* **Registros de anotación de puntos**:

+---+

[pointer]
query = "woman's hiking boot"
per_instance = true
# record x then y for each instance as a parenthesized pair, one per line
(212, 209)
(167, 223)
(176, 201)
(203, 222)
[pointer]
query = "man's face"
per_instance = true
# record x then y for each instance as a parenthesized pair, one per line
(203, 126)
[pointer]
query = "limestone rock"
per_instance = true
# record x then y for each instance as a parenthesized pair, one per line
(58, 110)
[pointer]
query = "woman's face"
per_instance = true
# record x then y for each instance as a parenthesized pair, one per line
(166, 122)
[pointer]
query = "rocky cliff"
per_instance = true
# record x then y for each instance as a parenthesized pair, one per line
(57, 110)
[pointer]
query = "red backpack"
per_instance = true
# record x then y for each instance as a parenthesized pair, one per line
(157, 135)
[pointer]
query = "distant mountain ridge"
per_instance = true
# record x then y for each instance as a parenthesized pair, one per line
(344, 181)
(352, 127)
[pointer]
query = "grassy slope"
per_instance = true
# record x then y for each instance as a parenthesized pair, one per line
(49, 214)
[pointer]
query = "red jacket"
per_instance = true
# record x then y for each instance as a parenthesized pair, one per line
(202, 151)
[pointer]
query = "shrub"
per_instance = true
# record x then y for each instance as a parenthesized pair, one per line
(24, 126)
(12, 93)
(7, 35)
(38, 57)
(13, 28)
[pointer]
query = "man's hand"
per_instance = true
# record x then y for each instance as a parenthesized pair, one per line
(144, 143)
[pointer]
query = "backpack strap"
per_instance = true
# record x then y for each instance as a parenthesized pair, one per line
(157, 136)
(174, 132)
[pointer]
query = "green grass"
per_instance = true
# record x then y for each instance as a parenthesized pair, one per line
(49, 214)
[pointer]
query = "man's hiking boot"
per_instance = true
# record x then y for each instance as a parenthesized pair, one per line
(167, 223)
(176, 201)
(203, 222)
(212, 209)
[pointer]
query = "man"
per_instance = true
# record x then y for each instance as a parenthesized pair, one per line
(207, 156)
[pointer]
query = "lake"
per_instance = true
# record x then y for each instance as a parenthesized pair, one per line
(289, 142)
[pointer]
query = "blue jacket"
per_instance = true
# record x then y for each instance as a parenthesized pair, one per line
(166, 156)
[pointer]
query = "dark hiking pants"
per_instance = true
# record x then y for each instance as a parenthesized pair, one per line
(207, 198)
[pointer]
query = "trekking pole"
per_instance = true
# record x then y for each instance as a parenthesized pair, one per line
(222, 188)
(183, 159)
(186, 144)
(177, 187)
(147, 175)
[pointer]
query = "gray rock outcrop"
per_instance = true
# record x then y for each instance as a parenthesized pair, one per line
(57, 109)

+---+

* **OBJETIVO**: Devuelve sin cambios cada línea del material que contenga la cadena "backpack".

* **RESPUESTA COMPLETA**:
query = "red backpack"
query = "backpack strap"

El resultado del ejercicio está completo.